>> start

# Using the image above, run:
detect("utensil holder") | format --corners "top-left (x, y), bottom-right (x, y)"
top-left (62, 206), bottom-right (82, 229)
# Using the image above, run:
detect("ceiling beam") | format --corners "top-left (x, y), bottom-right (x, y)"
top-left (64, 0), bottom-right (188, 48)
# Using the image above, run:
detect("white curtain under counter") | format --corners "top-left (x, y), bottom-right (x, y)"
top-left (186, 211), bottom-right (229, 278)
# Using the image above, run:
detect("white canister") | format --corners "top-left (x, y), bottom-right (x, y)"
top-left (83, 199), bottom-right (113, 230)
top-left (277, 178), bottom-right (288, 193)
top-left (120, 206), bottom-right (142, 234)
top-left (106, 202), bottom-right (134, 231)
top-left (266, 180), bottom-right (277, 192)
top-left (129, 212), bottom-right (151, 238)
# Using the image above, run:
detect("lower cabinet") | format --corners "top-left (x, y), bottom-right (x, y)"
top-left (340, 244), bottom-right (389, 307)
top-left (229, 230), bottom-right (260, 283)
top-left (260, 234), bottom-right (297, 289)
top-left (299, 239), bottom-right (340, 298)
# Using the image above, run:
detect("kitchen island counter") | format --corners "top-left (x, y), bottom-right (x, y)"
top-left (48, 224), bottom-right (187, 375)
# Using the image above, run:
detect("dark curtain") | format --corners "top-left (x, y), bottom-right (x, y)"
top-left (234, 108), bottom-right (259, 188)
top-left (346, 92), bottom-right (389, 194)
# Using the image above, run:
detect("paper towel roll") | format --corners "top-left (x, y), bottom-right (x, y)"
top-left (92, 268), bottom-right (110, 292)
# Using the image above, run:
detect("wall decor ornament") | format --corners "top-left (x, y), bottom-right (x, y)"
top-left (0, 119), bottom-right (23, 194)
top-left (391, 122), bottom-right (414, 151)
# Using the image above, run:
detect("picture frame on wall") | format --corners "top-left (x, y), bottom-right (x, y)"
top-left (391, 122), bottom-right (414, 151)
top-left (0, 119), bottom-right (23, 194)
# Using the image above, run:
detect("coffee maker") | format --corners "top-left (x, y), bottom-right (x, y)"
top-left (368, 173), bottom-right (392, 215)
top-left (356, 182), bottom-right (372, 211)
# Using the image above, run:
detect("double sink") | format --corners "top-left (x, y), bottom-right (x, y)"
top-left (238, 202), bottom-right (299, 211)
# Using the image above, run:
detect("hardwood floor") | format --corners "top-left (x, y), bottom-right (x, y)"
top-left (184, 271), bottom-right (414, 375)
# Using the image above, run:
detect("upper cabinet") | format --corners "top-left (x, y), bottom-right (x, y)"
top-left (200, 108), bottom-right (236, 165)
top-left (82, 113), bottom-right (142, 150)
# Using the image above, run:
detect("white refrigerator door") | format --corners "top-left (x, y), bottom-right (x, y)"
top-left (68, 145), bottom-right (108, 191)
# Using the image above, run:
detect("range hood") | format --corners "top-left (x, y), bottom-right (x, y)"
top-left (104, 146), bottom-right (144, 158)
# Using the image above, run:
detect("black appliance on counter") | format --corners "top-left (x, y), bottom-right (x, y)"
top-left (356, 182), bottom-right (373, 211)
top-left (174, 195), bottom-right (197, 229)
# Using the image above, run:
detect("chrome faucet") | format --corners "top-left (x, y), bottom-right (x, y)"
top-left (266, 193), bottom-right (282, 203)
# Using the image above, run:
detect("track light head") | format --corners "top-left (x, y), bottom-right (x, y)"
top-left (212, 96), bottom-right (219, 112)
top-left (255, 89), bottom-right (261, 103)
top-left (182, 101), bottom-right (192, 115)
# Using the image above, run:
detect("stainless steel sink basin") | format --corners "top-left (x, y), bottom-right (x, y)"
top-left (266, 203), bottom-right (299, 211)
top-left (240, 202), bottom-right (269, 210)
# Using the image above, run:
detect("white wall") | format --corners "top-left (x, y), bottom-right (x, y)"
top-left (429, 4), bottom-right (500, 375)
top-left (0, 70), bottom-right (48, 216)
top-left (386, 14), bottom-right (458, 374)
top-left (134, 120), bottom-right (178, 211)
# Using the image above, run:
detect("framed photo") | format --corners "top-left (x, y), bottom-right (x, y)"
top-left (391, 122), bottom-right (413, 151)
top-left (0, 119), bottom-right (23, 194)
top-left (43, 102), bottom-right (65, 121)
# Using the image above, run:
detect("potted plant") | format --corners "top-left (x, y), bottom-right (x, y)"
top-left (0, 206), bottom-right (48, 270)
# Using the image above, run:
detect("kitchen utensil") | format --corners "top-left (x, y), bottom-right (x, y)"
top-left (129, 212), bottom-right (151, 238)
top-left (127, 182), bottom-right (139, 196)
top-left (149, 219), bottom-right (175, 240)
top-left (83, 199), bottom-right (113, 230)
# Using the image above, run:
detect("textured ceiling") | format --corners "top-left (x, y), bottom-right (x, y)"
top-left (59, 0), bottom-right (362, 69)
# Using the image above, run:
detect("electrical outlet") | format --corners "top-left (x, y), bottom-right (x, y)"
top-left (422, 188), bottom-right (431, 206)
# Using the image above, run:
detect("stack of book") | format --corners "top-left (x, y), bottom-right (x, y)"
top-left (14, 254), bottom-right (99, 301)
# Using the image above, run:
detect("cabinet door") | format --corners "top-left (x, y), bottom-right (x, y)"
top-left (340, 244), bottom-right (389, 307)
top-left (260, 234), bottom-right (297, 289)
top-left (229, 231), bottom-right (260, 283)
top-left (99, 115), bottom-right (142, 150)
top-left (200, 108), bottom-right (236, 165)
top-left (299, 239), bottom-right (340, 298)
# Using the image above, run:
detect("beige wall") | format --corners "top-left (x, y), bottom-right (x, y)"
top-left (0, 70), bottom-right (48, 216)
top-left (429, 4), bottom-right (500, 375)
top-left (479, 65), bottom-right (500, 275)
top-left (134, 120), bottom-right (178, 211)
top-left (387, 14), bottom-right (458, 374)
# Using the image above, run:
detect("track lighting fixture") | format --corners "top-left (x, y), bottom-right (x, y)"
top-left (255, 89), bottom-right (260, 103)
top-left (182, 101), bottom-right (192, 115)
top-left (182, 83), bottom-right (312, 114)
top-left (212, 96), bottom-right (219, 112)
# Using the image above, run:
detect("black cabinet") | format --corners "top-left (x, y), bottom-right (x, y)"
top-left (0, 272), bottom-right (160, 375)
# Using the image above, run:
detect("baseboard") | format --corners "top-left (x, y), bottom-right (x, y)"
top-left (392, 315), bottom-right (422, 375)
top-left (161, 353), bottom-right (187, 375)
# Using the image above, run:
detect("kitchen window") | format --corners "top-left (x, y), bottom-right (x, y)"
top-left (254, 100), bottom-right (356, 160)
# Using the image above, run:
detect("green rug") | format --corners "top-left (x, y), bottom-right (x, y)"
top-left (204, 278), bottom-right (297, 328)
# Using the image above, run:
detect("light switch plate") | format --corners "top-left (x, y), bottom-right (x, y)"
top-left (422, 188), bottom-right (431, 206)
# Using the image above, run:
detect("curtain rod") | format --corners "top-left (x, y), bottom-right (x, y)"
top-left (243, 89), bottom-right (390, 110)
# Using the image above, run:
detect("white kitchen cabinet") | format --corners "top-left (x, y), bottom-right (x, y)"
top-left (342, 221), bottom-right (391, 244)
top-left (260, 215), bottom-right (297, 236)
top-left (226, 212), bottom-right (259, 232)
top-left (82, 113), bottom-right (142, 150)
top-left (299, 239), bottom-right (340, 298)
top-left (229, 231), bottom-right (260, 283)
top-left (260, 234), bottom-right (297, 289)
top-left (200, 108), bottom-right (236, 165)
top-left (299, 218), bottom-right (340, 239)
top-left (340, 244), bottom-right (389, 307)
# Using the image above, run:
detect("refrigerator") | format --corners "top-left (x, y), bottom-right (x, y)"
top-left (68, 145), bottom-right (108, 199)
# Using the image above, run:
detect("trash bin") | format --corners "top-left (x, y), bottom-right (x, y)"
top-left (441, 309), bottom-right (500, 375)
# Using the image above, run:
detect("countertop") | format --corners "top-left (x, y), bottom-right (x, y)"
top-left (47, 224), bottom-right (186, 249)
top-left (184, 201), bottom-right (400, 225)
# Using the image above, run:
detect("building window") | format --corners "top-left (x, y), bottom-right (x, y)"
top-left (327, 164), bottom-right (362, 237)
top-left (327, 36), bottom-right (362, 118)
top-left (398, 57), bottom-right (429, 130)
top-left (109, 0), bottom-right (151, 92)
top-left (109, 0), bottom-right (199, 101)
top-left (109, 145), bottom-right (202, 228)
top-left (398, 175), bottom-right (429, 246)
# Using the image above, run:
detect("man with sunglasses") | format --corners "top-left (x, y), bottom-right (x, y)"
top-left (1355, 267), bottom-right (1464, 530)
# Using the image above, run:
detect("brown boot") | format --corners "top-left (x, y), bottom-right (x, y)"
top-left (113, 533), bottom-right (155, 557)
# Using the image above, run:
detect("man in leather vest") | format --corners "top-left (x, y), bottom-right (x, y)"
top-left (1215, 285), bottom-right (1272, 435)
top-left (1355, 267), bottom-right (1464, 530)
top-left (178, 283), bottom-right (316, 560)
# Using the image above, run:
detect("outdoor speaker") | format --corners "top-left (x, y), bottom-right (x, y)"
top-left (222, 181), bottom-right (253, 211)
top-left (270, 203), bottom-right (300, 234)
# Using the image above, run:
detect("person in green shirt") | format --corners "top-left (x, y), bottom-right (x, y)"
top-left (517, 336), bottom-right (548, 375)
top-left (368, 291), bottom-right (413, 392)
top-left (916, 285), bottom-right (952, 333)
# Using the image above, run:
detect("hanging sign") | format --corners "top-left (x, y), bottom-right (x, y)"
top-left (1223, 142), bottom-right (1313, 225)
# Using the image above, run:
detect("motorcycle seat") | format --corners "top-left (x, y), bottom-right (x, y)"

>> end

Pick out every line in the data above that has the word "refrigerator" in it, and copy each one in full.

detect("white refrigerator door") | format --corners "top-left (x, y), bottom-right (x, y)"
detect("refrigerator") | format --corners "top-left (x, y), bottom-right (x, y)"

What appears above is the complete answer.